:: Data provided ::
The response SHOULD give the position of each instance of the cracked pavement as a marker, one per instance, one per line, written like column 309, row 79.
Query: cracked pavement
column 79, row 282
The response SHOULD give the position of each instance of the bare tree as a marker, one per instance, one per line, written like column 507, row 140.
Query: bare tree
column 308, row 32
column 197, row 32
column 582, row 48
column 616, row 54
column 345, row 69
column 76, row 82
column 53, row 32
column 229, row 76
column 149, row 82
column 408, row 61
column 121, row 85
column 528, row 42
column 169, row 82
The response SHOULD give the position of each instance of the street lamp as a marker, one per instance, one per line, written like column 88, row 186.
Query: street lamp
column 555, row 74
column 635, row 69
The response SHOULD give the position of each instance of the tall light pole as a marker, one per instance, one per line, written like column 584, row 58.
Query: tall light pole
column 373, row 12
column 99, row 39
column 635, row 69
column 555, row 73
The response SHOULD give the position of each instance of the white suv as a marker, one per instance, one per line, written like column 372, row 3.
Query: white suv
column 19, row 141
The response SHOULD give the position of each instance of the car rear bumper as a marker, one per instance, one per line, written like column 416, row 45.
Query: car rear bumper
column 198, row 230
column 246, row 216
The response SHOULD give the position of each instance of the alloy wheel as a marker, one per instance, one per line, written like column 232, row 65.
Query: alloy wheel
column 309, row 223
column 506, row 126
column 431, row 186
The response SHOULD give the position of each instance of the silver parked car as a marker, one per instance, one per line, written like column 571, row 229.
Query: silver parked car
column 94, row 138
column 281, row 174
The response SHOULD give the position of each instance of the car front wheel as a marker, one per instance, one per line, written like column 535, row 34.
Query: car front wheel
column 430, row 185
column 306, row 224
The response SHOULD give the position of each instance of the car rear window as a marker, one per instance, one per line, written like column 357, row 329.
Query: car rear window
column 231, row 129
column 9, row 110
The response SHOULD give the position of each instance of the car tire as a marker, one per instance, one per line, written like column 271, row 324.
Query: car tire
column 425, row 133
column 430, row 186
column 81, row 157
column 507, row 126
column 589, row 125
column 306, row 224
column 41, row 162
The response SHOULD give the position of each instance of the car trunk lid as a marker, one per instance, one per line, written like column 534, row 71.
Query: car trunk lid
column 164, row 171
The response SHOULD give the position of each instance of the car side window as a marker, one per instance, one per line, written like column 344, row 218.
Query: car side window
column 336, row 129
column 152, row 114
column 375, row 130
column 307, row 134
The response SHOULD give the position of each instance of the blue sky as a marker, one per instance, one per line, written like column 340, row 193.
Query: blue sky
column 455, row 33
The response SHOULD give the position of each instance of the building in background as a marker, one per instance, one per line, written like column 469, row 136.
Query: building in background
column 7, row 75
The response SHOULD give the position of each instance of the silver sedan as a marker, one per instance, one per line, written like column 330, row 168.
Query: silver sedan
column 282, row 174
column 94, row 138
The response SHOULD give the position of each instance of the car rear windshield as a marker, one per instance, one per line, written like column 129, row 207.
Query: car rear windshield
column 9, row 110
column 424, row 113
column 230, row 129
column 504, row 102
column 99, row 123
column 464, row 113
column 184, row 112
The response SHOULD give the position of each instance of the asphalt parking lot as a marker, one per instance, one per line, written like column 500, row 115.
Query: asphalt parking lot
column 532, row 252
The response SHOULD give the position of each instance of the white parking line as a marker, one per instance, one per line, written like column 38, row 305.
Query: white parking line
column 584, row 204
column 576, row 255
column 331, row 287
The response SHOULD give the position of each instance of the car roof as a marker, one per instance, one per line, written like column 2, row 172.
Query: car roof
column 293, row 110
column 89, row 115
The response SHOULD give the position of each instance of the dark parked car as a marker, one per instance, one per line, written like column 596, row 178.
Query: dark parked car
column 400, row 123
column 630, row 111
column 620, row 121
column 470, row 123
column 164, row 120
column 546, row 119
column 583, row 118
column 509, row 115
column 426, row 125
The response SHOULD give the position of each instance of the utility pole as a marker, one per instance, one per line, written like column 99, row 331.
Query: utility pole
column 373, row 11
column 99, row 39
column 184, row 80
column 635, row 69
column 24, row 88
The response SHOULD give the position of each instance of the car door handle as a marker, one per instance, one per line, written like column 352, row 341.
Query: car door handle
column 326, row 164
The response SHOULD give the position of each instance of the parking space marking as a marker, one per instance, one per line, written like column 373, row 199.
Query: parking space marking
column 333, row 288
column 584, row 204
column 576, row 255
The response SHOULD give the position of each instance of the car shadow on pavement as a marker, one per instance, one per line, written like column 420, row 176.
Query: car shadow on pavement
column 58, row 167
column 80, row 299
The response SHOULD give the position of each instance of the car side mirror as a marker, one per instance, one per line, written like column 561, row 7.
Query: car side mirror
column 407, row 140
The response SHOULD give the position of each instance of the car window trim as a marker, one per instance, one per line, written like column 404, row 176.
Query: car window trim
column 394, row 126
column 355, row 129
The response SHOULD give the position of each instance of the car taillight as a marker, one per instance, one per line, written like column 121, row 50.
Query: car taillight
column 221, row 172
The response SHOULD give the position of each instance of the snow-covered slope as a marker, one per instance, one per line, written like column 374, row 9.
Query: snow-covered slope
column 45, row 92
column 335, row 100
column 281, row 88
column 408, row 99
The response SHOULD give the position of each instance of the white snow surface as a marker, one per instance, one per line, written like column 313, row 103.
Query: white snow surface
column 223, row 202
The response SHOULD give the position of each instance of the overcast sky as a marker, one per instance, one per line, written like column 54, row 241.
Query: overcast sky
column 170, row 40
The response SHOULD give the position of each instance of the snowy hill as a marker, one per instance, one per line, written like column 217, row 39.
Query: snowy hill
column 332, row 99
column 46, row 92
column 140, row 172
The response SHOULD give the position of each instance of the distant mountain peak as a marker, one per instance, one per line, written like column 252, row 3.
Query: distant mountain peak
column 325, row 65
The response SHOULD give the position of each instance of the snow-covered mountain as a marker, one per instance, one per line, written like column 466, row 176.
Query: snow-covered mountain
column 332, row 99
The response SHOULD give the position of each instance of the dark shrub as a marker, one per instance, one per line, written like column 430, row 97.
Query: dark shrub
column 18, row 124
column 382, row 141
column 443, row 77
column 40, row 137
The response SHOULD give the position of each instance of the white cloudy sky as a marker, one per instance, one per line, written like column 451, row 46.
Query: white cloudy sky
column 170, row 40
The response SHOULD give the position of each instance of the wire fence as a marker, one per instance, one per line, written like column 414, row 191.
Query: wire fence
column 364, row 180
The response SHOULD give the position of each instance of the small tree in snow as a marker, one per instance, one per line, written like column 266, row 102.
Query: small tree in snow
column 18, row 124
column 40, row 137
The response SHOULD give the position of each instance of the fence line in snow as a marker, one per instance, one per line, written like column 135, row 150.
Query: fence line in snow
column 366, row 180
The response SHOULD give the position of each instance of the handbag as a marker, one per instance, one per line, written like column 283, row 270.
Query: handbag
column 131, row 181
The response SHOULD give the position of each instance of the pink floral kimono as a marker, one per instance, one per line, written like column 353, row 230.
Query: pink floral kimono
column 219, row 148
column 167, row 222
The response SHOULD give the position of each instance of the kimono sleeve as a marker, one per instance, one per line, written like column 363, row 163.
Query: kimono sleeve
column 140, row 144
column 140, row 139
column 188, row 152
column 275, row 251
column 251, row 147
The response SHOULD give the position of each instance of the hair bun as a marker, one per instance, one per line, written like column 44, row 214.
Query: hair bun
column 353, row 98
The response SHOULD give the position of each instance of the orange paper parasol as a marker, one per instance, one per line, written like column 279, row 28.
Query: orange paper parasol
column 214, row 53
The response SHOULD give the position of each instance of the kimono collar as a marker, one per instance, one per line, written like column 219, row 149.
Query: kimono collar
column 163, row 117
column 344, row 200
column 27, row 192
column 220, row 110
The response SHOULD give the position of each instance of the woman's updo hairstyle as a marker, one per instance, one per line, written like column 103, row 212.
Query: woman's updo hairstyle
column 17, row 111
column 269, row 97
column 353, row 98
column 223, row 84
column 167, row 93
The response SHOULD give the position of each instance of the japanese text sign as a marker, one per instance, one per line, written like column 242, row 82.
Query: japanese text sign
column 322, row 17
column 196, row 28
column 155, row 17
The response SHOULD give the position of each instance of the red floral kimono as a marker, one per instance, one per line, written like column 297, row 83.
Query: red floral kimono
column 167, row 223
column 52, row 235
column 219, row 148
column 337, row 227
:::
What you should do: Please give back, exactly as it stands above, the stretch from the line with "Query: woman's updo hairstyle" through the line with "297, row 83.", and no line outside it.

Expected output:
Query: woman's updo hairstyle
column 17, row 111
column 269, row 97
column 353, row 98
column 223, row 84
column 167, row 93
The response SHOULD give the position of each instance of the japanese text sign as a marker, one per instance, one per line, written like column 242, row 82.
Query: japanese text sign
column 322, row 17
column 196, row 28
column 155, row 17
The response SHOULD give the position of each instance of the red floral kimono as a marker, one per instance, one per line, written like column 297, row 83.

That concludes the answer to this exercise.